EXCERPT PROVIDED>

—————

Trust-Weighted Voting in ACP: Domain-Scoped Votes Accumulated Against Agent Memory

Mechanism

Trust-weighted voting under ACP proceeds in four interlocked phases that operate as a single structural primitive at the transport layer. The first phase is domain scoping. Every proposal that requires consensus is annotated, at the moment of construction, with the domain of authority to which it belongs. Domains are not free-form labels; they are addresses within a hierarchical authority namespace that travels with the agent memory of each participant. A proposal addressing the routing of cryptographic key material is scoped to a different domain than a proposal addressing the admission of a new peer, and a participant's vote in one domain carries no implicit weight in the other. Domain scoping prevents the leakage of authority across functional boundaries that pervades reputation systems built on a single global score.

—————

DATASET CONTENT>
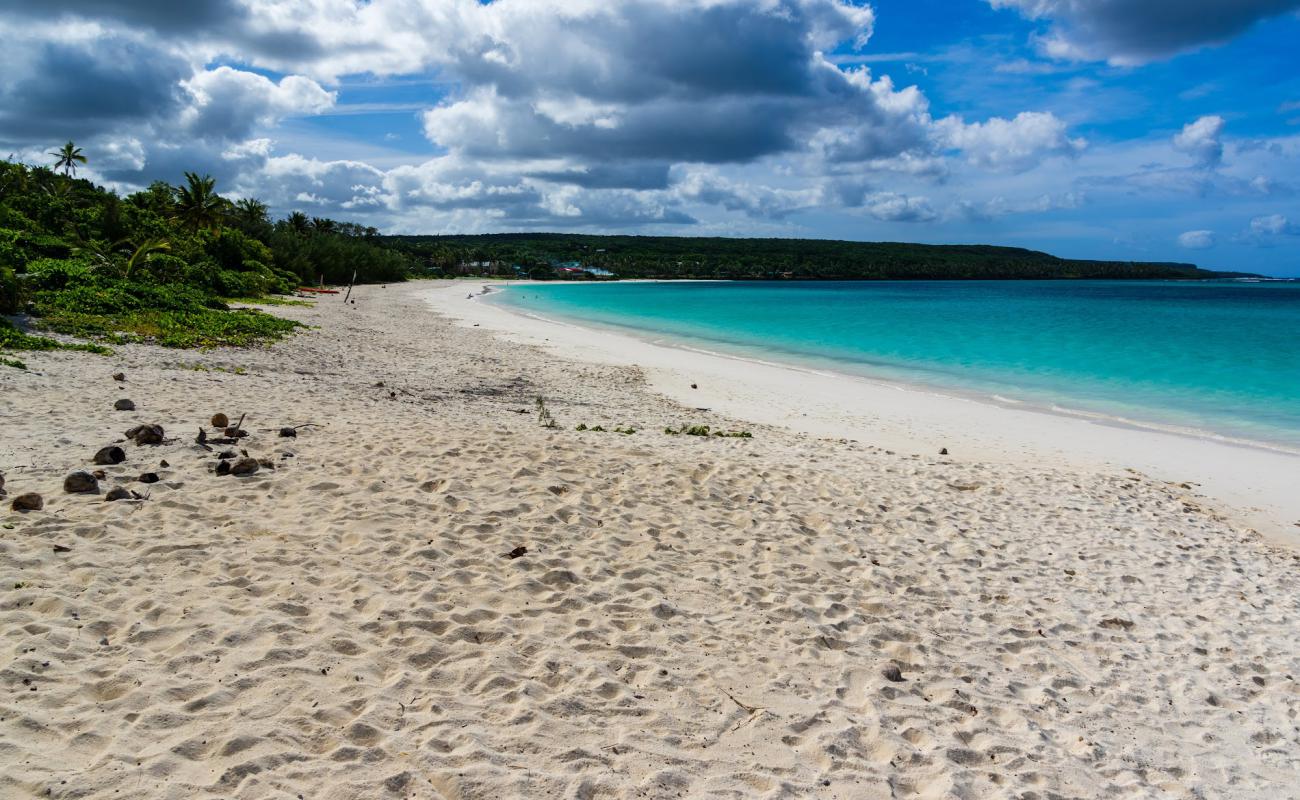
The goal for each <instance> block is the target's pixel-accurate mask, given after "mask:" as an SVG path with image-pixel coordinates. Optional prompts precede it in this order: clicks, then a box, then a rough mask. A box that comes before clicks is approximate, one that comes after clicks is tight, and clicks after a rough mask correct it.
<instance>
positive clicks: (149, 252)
mask: <svg viewBox="0 0 1300 800" xmlns="http://www.w3.org/2000/svg"><path fill="white" fill-rule="evenodd" d="M168 250H172V245H170V243H169V242H168V241H166V239H144V242H143V243H142V245H140V246H139V247H136V248H135V252H133V254H131V258H129V259H127V260H126V276H125V277H131V271H133V269H135V264H138V263H140V261H147V260H148V258H149V256H151V255H153V254H155V252H166V251H168Z"/></svg>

—————

QUESTIONS TO ANSWER>
**A.** According to the text on trust-weighted voting in ACP, what is the first of its phases?
**B.** Reproduce the text on trust-weighted voting in ACP, starting at "Trust-weighted voting under" and ending at "single global score.".
**C.** Pick up the text on trust-weighted voting in ACP from where it stops.

ANSWERS BELOW>
**A.** Domain scoping.

**B.**
Trust-weighted voting under ACP proceeds in four interlocked phases that operate as a single structural primitive at the transport layer. The first phase is domain scoping. Every proposal that requires consensus is annotated, at the moment of construction, with the domain of authority to which it belongs. Domains are not free-form labels; they are addresses within a hierarchical authority namespace that travels with the agent memory of each participant. A proposal addressing the routing of cryptographic key material is scoped to a different domain than a proposal addressing the admission of a new peer, and a participant's vote in one domain carries no implicit weight in the other. Domain scoping prevents the leakage of authority across functional boundaries that pervades reputation systems built on a single global score.

**C.**
The second phase is weight derivation. When a participant casts a vote, that vote is not counted as a unit. It is multiplied by the trust weight that the participant holds within the relevant domain at the moment of the vote. The weight is computed deterministically from the participant's accumulated history of decisions in that domain, where each historical decision contributes a signed quantity reflecting the outcome of the decision as later verified against the lineage record. A participant whose past decisions in a domain have produced verifiable, accepted outcomes accrues weight in that domain. A participant whose past decisions have been overridden, contradicted by subsequent evidence, or implicated in a tamper event loses weight in that domain. The accumulation function is monotonic in good outcomes and non-monotonic in adverse outcomes, with the precise schedule encoded in the protocol rather than left to local interpretation.

The third phase is accumulation against quorum logic. Each domain carries, in the agent memory of every participant, a quorum function that defines the threshold of accumulated weight required for a proposal in that domain to be considered ratified. The quorum function is itself a structural element of the protocol; it is signed, lineage-tracked, and cannot be altered except through a meta-proposal that itself reaches quorum under the prior quorum function. As votes arrive, each participant independently accumulates the weighted sum and evaluates it against the quorum function. Because the inputs (the vote, the weight at time of vote, the quorum function) are all carried in agent memory and cryptographically committed, every participant arrives at the same accumulation result without needing to consult a central tabulator.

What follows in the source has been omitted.